* [How to complete this task] Would you copy only the lines below, beginning with the one that contains "of the outdoor" and running through the last entry line?

-=-=-

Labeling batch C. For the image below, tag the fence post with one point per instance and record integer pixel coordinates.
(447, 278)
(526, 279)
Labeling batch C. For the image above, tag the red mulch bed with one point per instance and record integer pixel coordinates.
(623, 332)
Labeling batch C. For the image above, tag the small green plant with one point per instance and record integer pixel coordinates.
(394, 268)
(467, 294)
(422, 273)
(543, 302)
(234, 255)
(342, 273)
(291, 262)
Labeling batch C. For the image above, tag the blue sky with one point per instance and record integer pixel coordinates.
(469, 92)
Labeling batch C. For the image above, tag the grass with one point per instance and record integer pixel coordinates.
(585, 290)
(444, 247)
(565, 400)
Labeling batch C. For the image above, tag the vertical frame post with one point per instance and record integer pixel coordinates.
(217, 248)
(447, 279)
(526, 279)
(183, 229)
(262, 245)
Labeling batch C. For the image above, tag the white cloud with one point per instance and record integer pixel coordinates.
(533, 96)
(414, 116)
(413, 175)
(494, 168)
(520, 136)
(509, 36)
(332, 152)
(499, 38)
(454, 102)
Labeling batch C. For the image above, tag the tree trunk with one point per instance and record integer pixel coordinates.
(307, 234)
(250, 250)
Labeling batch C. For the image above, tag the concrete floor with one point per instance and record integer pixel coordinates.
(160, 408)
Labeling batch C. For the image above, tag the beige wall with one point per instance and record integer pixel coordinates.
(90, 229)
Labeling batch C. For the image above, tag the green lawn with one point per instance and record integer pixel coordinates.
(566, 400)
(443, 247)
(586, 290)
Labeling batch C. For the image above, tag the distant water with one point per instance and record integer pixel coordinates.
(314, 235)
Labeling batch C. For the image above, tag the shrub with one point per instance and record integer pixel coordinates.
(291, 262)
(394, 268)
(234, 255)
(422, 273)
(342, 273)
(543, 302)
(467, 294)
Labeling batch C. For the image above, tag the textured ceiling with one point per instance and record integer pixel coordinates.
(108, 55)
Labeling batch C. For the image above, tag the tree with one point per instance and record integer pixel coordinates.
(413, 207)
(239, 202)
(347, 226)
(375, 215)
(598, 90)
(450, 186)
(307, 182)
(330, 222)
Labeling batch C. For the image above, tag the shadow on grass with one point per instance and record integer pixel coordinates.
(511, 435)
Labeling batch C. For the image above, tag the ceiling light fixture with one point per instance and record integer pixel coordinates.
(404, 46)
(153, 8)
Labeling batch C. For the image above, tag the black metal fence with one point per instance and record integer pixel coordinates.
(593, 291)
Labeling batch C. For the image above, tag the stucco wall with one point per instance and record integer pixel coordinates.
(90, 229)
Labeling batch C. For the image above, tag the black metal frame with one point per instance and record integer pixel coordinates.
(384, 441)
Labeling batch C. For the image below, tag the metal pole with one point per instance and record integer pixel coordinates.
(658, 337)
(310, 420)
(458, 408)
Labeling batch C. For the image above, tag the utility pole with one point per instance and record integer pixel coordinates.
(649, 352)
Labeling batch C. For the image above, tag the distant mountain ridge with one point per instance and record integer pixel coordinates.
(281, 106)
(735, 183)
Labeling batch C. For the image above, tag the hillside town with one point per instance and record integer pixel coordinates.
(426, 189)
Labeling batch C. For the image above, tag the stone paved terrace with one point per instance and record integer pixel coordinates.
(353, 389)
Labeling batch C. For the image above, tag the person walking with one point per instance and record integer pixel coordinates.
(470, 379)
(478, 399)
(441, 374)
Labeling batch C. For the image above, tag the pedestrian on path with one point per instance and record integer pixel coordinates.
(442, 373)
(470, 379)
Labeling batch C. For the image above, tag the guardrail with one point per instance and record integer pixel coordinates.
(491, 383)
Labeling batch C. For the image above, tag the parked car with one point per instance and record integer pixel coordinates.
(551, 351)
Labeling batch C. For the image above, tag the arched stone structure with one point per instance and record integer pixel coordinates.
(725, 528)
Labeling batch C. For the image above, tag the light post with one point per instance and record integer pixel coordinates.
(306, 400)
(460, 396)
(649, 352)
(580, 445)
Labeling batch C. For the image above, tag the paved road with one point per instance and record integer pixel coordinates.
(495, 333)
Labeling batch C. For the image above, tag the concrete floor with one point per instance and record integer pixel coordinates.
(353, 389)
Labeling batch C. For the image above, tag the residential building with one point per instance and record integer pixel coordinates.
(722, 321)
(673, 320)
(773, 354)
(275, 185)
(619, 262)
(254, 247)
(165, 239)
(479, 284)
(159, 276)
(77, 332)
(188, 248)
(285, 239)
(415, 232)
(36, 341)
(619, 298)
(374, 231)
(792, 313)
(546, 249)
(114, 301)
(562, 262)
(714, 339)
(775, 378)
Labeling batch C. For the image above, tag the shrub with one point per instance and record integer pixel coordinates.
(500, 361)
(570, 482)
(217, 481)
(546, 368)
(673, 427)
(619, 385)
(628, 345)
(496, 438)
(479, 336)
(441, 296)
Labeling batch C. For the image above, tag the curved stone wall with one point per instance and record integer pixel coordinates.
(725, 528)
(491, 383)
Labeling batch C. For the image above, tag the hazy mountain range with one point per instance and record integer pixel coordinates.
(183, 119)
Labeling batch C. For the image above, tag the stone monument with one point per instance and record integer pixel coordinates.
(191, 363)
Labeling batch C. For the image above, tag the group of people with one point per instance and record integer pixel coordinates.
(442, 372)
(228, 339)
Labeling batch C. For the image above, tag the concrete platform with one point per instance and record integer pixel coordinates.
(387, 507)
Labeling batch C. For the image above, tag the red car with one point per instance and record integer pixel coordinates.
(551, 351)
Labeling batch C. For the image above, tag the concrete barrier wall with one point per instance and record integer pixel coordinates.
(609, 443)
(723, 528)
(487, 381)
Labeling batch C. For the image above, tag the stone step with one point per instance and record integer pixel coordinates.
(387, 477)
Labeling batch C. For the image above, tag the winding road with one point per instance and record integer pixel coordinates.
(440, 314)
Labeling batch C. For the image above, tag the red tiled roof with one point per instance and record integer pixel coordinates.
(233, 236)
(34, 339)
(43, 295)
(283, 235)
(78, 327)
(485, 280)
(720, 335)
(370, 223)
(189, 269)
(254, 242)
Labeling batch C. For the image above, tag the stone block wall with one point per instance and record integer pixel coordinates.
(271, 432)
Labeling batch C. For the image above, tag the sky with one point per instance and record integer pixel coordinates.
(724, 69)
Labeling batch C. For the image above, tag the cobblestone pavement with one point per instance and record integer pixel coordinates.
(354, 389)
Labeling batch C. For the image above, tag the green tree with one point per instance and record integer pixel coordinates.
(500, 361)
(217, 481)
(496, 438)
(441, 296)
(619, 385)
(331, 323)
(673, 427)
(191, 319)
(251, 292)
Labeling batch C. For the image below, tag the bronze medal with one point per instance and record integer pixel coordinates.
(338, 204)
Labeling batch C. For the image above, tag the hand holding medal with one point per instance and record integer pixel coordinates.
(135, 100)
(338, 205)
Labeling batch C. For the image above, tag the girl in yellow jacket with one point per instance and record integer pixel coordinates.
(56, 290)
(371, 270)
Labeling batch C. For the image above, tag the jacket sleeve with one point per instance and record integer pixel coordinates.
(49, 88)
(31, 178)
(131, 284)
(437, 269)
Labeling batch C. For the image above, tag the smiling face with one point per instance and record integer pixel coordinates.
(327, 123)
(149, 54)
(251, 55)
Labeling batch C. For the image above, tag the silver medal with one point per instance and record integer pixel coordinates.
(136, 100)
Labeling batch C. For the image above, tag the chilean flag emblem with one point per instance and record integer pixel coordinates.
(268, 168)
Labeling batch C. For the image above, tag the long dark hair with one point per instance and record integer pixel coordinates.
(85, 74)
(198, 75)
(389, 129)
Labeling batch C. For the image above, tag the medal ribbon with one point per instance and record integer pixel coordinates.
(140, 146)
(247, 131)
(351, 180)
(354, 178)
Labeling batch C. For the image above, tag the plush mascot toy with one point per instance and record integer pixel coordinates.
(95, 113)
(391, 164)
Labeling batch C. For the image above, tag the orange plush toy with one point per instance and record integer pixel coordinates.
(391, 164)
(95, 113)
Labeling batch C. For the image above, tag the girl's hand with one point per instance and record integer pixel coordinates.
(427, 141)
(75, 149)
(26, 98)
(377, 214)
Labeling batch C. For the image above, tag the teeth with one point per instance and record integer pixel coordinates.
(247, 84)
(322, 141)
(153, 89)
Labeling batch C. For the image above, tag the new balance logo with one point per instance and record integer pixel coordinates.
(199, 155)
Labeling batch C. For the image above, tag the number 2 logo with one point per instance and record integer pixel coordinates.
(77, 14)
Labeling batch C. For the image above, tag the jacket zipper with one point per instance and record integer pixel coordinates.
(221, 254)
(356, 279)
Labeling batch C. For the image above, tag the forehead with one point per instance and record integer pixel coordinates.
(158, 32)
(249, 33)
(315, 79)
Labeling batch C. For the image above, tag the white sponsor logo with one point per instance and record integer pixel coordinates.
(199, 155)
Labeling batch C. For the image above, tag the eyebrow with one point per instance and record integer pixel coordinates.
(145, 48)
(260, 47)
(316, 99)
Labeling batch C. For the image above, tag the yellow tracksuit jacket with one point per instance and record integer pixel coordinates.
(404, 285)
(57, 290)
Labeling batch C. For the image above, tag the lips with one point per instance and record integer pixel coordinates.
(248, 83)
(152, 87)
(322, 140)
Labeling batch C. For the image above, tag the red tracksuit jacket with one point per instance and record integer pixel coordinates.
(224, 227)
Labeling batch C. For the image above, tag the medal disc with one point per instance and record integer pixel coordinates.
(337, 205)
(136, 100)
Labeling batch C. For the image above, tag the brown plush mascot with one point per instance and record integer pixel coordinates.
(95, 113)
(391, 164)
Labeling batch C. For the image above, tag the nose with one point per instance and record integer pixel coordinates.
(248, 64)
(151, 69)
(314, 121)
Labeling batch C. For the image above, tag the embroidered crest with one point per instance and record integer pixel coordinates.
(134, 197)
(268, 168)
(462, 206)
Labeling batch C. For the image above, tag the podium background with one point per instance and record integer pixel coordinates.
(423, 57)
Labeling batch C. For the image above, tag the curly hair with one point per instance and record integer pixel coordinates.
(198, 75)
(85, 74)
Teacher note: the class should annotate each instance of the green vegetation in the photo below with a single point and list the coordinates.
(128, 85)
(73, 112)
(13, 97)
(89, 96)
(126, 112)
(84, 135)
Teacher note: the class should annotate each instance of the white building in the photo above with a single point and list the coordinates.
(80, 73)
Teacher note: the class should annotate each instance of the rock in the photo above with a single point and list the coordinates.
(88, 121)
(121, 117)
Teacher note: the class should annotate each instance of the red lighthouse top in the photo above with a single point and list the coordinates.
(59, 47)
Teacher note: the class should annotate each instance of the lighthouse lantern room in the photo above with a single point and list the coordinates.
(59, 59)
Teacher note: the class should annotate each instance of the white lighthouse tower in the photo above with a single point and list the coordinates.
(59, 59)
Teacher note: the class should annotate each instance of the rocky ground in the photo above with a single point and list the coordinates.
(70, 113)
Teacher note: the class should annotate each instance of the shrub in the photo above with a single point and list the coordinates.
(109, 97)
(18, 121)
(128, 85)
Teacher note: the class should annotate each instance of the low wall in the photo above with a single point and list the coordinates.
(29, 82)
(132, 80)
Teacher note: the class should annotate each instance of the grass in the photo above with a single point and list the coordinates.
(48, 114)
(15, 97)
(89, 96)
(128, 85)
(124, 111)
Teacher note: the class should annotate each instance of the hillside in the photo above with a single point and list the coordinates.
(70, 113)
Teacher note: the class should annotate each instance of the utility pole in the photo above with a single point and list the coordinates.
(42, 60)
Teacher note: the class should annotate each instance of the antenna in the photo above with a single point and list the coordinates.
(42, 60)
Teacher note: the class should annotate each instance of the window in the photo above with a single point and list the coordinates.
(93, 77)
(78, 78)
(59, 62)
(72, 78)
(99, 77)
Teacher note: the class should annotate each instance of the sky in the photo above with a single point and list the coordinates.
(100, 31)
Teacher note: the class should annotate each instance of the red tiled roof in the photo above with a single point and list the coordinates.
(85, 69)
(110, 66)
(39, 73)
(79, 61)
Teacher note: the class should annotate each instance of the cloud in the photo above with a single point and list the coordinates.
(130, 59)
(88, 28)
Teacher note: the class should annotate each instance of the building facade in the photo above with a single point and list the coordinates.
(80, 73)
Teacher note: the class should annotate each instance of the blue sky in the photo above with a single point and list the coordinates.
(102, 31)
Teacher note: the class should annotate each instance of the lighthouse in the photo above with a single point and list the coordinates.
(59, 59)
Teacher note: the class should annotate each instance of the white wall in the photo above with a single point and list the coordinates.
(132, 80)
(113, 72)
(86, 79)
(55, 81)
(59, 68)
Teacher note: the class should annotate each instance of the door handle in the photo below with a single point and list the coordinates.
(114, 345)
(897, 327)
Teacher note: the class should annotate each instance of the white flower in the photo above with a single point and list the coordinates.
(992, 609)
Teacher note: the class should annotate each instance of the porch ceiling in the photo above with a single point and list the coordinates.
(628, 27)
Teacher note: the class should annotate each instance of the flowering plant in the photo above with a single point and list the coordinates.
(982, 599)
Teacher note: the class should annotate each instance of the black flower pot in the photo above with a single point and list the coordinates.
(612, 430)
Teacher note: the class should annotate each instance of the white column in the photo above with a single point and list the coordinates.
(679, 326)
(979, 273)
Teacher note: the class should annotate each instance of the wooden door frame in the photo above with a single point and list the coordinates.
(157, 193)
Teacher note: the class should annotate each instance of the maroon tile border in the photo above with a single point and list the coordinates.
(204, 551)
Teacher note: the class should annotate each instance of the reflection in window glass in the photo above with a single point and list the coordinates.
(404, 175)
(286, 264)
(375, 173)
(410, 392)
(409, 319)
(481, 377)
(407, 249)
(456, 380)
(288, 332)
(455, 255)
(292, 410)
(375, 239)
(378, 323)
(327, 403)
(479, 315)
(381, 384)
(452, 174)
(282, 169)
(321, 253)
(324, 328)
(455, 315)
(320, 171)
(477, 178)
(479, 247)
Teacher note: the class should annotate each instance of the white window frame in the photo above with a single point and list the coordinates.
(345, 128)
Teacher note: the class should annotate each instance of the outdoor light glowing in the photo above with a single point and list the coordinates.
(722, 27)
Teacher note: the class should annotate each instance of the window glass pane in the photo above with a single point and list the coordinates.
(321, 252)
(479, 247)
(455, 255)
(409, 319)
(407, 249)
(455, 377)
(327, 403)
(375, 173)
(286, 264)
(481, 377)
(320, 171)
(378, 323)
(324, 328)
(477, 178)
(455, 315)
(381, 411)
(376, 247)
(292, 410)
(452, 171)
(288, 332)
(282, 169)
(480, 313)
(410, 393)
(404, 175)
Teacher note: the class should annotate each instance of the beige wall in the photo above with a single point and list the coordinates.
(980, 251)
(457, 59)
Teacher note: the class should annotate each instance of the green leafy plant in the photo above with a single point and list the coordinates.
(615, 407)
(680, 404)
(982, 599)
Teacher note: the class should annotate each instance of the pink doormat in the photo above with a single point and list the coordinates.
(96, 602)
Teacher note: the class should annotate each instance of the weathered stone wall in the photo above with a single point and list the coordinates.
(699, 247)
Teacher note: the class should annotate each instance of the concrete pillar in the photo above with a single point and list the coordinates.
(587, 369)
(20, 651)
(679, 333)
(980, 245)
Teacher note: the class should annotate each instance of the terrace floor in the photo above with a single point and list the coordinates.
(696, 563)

-=-=-

* [Solution for this task]
Teacher note: the class should annotate each instance of the outdoor light glowing in the photo above with a single point and list the coordinates.
(722, 27)
Teacher note: the class should annotate each instance of the window glass pane in the photo above with a single point and list the coordinates.
(321, 252)
(479, 247)
(455, 255)
(409, 319)
(407, 249)
(455, 377)
(327, 403)
(375, 173)
(286, 264)
(481, 377)
(320, 171)
(378, 323)
(324, 328)
(477, 178)
(455, 315)
(381, 411)
(376, 247)
(292, 410)
(452, 171)
(288, 332)
(282, 169)
(480, 313)
(410, 393)
(404, 175)
Teacher note: the class should annotate each instance of the beige wall in the photo above with a single point and list the coordinates.
(980, 251)
(457, 59)
Teacher note: the class should annotate each instance of the green leafy plant in the photo above with a single point and list the coordinates.
(615, 407)
(680, 404)
(982, 599)
Teacher note: the class should annotate each instance of the pink doormat in the photo above with a single point and list the coordinates.
(96, 602)
Teacher note: the class should annotate each instance of the weathered stone wall in the photo above with a single point and list the coordinates.
(699, 247)
Teacher note: the class should annotate each instance of the concrete pillar in the photo above with a single point and list the coordinates.
(587, 369)
(20, 651)
(679, 333)
(980, 245)
Teacher note: the class should annotate each instance of the terrace floor in the photo above with a single point and list the coordinates.
(696, 563)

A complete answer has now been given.